» **Fragmento del documento**:
Decía Thoreau, hace dos siglos ya, que bajo un gobierno que encarcela injustamente a cualquiera el lugar de un hombre honrado es la cárcel.

Detroit se convirtió en una cárcel de hombres honrados e injustos, una ciudad en llamas durante las revueltas raciales que se produjeron en 1967.

La película de Kathryn Bigelow, nuevo punto de mira para ganar todos los premios de este año, se centra en un incidente puntual que sucedió en el Motel Algiers, costándole la vida a tres personas a manos de la policía y dejando un buen número de humillados, entre ellos el cantante del grupo The Dramatics.

La directora crea todo un entramado valiente y realista,  una red contextualizadora veraz y sin tapujos de los días que se vivieron en las revueltas, presentando a todos los personajes de su película coral, situándolos en el punto del conflicto, rodado como si de un filme bélico se tratase, para luego transportarnos a  una secuencia magistral de más de 50 minutos, donde hasta el espectador más pasivo tendrá que apretar la mandíbula para liberar la tensión enfrascada, que se va concentrando y contaminando como un gas, sin dejar que  respiremos en ningún momento. Un ejemplo de narrativa y dirección, para posteriormente  volverse a  transformar en una película de juicios, de abogados al estilo más clásico del género, siendo una simbiosis de referencias y tonos diversos, una película propia que llega casi a las dos horas y media de duración.

» **Tarea a realizar**: En el fragmento sobre la película de Kathryn Bigelow, ¿en qué lugar sucedió el incidente en el que se centra el filme?

» **Datos registrados**:

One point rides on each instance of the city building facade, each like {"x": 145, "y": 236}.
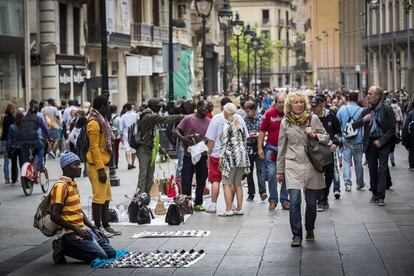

» **Respuesta**: En el Motel Algiers.